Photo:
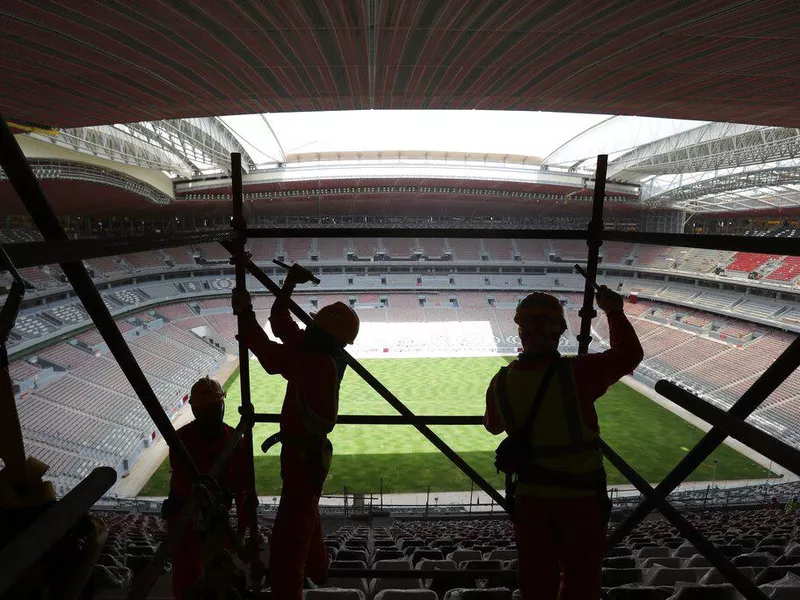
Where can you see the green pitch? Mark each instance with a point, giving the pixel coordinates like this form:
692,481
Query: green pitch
651,438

Exercise: Apart from the pictures, repeat the data above exactly.

Output below:
Photo:
Where can you see the green pitch? Mark each instance with a point, giving the pixel coordinates like this form:
692,481
Query: green pitch
651,438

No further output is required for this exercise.